___ SOURCE DATA

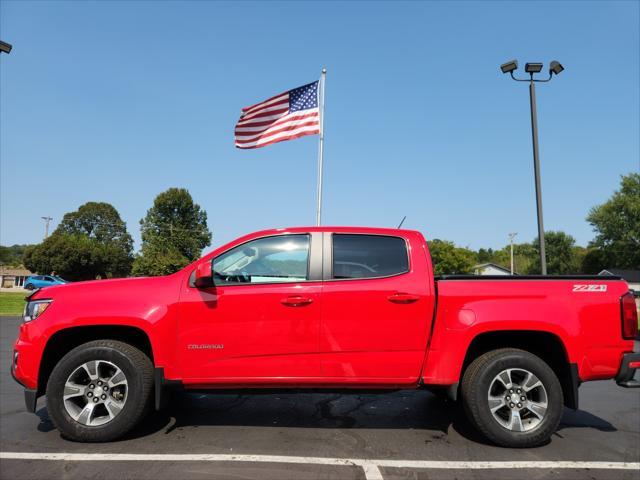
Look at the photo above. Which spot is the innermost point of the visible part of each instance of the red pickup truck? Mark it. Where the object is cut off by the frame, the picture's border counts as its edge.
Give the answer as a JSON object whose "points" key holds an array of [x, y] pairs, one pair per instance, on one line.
{"points": [[330, 308]]}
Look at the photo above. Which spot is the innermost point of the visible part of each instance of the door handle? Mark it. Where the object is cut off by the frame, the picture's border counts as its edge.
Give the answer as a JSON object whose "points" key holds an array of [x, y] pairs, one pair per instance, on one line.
{"points": [[296, 301], [399, 297]]}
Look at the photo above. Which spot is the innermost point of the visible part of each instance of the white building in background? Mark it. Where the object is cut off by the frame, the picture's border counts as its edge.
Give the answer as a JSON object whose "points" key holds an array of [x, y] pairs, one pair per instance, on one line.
{"points": [[490, 269]]}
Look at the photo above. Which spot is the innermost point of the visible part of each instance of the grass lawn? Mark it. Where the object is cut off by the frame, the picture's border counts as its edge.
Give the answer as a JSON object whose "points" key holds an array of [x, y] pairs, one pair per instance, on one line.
{"points": [[11, 303]]}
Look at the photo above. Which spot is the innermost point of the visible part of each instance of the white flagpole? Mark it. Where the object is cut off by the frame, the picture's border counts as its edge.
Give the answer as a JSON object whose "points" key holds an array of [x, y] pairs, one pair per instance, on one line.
{"points": [[321, 145]]}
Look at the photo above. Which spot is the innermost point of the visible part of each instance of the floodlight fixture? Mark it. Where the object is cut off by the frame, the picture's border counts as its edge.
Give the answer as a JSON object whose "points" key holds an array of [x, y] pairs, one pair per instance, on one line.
{"points": [[555, 67], [533, 68], [5, 47], [509, 66]]}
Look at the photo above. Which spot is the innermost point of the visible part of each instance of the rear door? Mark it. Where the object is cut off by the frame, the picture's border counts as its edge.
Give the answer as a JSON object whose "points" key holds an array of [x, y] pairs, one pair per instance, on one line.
{"points": [[377, 307]]}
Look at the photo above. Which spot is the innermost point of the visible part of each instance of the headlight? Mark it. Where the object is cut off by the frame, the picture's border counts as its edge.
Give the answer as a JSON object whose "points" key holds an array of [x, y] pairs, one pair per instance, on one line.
{"points": [[34, 309]]}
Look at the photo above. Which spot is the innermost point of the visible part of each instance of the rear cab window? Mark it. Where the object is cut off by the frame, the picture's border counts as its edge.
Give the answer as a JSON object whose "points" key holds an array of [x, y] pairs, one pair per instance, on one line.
{"points": [[368, 256]]}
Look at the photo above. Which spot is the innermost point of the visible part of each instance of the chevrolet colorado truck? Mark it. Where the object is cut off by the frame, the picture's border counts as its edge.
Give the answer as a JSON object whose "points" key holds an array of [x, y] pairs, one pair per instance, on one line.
{"points": [[330, 308]]}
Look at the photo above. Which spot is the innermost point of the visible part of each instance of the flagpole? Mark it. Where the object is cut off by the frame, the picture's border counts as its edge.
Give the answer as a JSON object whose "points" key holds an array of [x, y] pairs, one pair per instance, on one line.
{"points": [[320, 146]]}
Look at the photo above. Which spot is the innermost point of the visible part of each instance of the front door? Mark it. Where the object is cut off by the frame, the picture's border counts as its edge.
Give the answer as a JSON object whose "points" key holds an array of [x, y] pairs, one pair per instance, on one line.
{"points": [[260, 323], [376, 310]]}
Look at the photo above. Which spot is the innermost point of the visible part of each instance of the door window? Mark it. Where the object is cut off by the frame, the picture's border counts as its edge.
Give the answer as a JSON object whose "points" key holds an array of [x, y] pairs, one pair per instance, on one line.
{"points": [[279, 259], [368, 256]]}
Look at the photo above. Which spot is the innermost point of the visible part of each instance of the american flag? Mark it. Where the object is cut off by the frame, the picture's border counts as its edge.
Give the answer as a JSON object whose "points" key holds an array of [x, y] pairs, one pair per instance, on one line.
{"points": [[290, 115]]}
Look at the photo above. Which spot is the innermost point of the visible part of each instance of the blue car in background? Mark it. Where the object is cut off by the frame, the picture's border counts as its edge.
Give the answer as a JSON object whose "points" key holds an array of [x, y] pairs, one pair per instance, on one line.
{"points": [[41, 281]]}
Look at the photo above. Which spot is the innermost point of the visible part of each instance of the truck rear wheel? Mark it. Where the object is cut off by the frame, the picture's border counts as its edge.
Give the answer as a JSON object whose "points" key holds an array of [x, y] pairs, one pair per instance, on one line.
{"points": [[512, 397], [99, 391]]}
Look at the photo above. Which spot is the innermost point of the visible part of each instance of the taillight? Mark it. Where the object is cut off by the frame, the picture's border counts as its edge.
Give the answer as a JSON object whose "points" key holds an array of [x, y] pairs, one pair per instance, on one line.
{"points": [[629, 316]]}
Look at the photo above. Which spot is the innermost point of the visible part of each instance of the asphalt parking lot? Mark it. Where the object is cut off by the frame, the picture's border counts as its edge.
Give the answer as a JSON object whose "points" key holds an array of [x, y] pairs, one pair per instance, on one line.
{"points": [[401, 435]]}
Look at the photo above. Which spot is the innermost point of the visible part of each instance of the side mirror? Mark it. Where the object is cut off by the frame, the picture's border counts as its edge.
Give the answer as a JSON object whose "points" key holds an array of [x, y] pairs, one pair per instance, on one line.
{"points": [[204, 275]]}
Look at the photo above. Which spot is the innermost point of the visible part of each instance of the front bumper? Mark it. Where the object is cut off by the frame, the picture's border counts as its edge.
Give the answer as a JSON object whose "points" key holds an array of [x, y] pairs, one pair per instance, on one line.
{"points": [[30, 394], [630, 363]]}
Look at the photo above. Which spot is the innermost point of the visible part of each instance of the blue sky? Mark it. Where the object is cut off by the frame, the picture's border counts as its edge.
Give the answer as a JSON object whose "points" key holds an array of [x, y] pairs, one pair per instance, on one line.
{"points": [[118, 101]]}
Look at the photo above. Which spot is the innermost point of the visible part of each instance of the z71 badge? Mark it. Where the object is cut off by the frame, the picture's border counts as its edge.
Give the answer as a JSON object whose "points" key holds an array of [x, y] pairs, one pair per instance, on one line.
{"points": [[589, 288]]}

______

• **YOUR ASSIGNMENT**: Every entry in the listing is to be duplicated precisely, except for its pictures.

• **RESPONSE TO THE TASK**:
Look at the photo above. Which spot is the innermost point of the visible part of each instance of the red pickup truck? Mark it. Where the object is cut off by the frame, the picture's border counts as its edge.
Give the answer as a JSON object whose "points" key holds an array of [x, y] pairs, one pair per instance, on one line.
{"points": [[330, 308]]}
Look at the photo above. Which spot is the innermost point of the visible part of each instance of the door handle? Mark it. Where the object is cut off by the frame, the picture's border counts as its edge.
Give the answer as a JSON object whose "points" key holds an array of [x, y] pairs, one pair per instance, on one line.
{"points": [[296, 301], [399, 297]]}
Look at the photo above. Which spot is the innermost point of the visible part of each instance of the white building in background? Mark it. Where the object is cut off by the frame, the picture's border counts as its edge.
Give the answer as a JSON object whose "points" key holds an array of [x, y] pairs, one pair per instance, on one line.
{"points": [[490, 269]]}
Look at the photo above. Which spot is the innermost point of the visible part of each instance of the grass lawn? Mark it. Where the object is cut off by the frame, the picture's border counts as its edge.
Give the answer as a JSON object whose "points" key holds an array of [x, y] pairs, one pair per instance, on one line.
{"points": [[11, 303]]}
Look at the photo above. Which spot is the innermost point of the visible part of each instance of the white flagpole? Mark it. Where the object is cut off by the frame, the picture's border counts as its edge.
Give the answer as a JSON object whose "points" key holds an array of [x, y] pairs, one pair per instance, on one line.
{"points": [[321, 145]]}
Look at the photo above. Which spot is the innermost point of the visible part of each instance of the floodlight fixture? Mark it. Where the object is cut off by the frame, the picture's border counts as its edge.
Give the answer as a JSON object whose "points" key holds an array of [x, y] pairs, one pair per instance, on one line.
{"points": [[555, 67], [533, 68], [5, 47], [509, 66]]}
Look at the photo above. Which spot is the innermost point of the visible part of each instance of the rear door? Mark it. Where the object is cut off by the frame, the picture's border counts as its edge.
Give the answer as a JSON object whose "points" key holds an array of [x, y] pairs, one pair per instance, on one line.
{"points": [[377, 307]]}
Look at the photo above. Which spot is the innermost point of the visible part of each instance of the headlight? Mark it. Where the object is cut off by the frame, the picture's border counts as its edge.
Give the answer as a JSON object whose "points" key holds an array of [x, y] pairs, one pair per instance, on one line.
{"points": [[34, 309]]}
Look at the photo above. Which spot is the innermost point of the visible part of each instance of the rear cab window? Mark it. Where the object is cut off by the frame, the picture's border counts as its edge.
Give the answer as a JSON object whose "points" key holds an array of [x, y] pairs, one pair per instance, on one line.
{"points": [[368, 256]]}
Look at the photo above. Which spot is the innermost point of the visible part of each instance of the chevrolet colorado truck? Mark it. Where the object is cut off by the frame, the picture's border counts as its edge.
Give the answer as a JSON object whose "points" key holds an array of [x, y] pairs, one pair per instance, on one line.
{"points": [[330, 308]]}
Look at the photo above. Which spot is the innermost point of the visible part of each instance of the flagpole? Mark it. Where the object is cut off by the frame, the picture's border counts as its edge.
Give the answer as a JSON object whose "points" key holds an array of [x, y] pairs, one pair per instance, on one line.
{"points": [[320, 146]]}
Look at the photo above. Which spot is the innermost point of the visible part of each instance of the front door? Mark it. Where the object is cut off by the frame, the picture's border counts as its edge.
Give the answer as a JSON object whose "points" key holds an array of [x, y] pairs, one pair per instance, on one line.
{"points": [[260, 323], [376, 310]]}
Look at the photo above. Which spot is the innermost point of the visible part of each instance of the door window? Mark it. Where the object is cut off by the frame, the picture's border counts as its edge.
Give the answer as a JSON object whose "points" key holds an array of [x, y] pairs, one pair per instance, on one line.
{"points": [[279, 259], [368, 256]]}
Look at the photo above. Which spot is the innermost point of the visible part of each instance of the american flag? Mark it. Where the object is cut off by the frame, the picture's border counts as its edge.
Give the answer as a JSON object whose "points" key holds an array of [x, y] pairs, one pair per instance, on one line.
{"points": [[290, 115]]}
Look at the photo above. Which spot is the innermost point of the visible part of each instance of the blue car in background? Mark it. Where the object is cut off by the frame, the picture's border counts as its edge.
Give the answer as a JSON object whose "points" key holds an array of [x, y] pairs, one pair per instance, on one line.
{"points": [[41, 281]]}
Look at the photo above. Which spot is the innermost point of the visible part of each instance of the truck rear wheel? Mark it. Where the object is cut off by the frame, the picture's border counts as its edge.
Give the answer as a JSON object whose "points" key holds an array of [x, y] pairs, one pair per instance, on one line.
{"points": [[512, 397], [99, 391]]}
Look at the photo above. Which spot is the innermost point of the visible part of each instance of the taillight? Mark it. Where the object is cut off by the frame, the picture's border counts as its edge.
Give the answer as a JSON object whose "points" key holds an array of [x, y] pairs, one pair per instance, on one line.
{"points": [[629, 316]]}
Look at the photo above. Which spot is the innermost point of the visible part of each instance of the asphalt parking lot? Mark it. Where the object is cut off by the frame, the picture's border counts as its edge.
Give the answer as a JSON object whose "points" key holds an array of [x, y] pairs, one pair per instance, on one line.
{"points": [[401, 435]]}
Look at the photo above. Which spot is the innermost point of the visible part of each instance of the side mirror? Mark it. Where the object is cut off by the frame, the picture's border counts as its edge.
Give the answer as a JSON object whose "points" key holds an array of [x, y] pairs, one pair per instance, on one line.
{"points": [[204, 275]]}
Look at the photo above. Which spot is the innermost point of the visible part of each instance of the front bumper? Mark it. Where the object is cut off by the frame, the picture's border counts as its edge.
Give the answer as a JSON object whose "points" key holds an array of [x, y] pairs, one pair per instance, on one line.
{"points": [[30, 394], [630, 363]]}
Look at the photo above. Which spot is the innermost point of the visible part of each instance of the blue sky? Mark it. Where the object is cut off by the frame, the picture's border counts as its edge.
Give the answer as a JSON object whose "points" key holds an array of [x, y] pairs, one pair per instance, on one line.
{"points": [[118, 101]]}
Look at the photo above. Which spot is the innermost point of the visible part of each instance of the z71 badge? Mark it. Where the object is cut off by the frame, the picture's border counts as its edge.
Give the answer as a JSON object whose "points" key holds an array of [x, y] pairs, one pair per instance, on one line.
{"points": [[589, 288]]}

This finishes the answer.